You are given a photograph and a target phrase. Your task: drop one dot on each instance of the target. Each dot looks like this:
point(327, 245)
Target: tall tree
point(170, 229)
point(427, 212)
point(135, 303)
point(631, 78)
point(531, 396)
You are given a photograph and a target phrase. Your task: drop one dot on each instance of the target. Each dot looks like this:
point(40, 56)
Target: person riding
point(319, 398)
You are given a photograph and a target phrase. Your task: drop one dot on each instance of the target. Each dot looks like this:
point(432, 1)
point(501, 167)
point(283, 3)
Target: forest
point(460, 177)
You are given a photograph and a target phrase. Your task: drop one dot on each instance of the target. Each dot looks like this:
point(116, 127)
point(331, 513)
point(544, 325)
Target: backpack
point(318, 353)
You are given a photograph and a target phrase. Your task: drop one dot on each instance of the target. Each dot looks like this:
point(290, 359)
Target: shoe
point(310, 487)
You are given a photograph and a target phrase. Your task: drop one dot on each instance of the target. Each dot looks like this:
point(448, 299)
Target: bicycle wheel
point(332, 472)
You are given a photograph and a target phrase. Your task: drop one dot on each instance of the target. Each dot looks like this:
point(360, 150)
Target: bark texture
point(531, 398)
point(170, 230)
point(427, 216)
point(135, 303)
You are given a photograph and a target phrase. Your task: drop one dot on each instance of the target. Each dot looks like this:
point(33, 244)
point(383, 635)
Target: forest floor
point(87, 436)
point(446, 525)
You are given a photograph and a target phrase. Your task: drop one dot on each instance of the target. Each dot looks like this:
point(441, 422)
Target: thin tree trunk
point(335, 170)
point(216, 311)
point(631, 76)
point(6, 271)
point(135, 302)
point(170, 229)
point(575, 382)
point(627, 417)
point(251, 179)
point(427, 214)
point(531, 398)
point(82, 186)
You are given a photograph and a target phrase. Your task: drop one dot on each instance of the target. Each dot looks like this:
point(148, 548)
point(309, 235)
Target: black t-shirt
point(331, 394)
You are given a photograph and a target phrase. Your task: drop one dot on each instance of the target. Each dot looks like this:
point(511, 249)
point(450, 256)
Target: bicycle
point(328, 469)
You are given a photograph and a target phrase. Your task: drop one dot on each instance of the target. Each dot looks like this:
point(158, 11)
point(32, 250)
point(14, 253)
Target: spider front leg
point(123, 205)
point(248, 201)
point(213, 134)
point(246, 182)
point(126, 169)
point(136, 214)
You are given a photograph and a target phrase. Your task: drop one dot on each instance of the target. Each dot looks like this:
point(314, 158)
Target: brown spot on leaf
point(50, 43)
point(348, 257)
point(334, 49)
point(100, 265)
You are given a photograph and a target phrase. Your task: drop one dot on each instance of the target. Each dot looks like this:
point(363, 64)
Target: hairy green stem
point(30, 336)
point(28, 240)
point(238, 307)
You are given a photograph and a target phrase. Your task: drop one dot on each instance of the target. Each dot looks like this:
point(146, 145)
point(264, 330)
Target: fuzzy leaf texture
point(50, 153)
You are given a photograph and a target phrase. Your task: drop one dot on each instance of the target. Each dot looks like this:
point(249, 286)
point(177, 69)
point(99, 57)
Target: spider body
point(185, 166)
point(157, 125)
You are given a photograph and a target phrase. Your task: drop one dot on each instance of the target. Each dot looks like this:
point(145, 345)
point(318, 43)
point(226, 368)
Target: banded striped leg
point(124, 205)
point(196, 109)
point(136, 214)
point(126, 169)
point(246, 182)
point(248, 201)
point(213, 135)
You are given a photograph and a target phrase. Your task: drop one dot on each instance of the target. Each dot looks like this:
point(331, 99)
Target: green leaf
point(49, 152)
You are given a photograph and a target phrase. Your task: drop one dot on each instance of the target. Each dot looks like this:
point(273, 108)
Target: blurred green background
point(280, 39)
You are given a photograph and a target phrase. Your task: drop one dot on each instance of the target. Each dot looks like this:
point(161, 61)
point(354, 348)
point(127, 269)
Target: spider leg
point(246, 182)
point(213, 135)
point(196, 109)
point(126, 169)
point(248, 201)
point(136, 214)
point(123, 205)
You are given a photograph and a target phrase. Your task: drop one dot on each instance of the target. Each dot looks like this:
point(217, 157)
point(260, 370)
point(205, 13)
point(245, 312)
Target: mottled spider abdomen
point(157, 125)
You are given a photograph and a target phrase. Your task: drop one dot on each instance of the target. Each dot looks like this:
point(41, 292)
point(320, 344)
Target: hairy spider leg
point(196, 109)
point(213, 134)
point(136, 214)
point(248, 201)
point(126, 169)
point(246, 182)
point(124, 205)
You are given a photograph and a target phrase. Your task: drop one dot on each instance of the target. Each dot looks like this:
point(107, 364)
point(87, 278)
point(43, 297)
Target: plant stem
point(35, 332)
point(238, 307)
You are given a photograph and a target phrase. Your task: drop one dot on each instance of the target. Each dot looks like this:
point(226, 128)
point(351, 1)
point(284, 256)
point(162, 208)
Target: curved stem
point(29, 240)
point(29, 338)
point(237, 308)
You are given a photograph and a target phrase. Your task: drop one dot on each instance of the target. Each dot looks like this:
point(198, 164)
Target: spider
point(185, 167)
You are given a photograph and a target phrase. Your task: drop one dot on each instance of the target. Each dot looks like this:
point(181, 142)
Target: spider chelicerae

....

▸ Problem requirements
Copy out the rows from the beginning through the line containing "point(460, 177)", inclusive, substituting "search phrase" for "target phrase" and changing nothing else.

▸ Exercise output
You are given a photograph and a search phrase. Your task: drop one dot on each instance of the target. Each dot looks like this:
point(327, 245)
Target: tall tree
point(170, 229)
point(427, 212)
point(135, 303)
point(631, 78)
point(531, 396)
You are given a photograph and a search phrase. Your task: drop one dot on each instance of the target. Each dot looks like this:
point(40, 56)
Target: person riding
point(319, 398)
You are given a photograph and a search phrase. Your task: drop one dot on each instance of the target. Each dot looks like this:
point(432, 1)
point(501, 167)
point(283, 3)
Target: forest
point(460, 177)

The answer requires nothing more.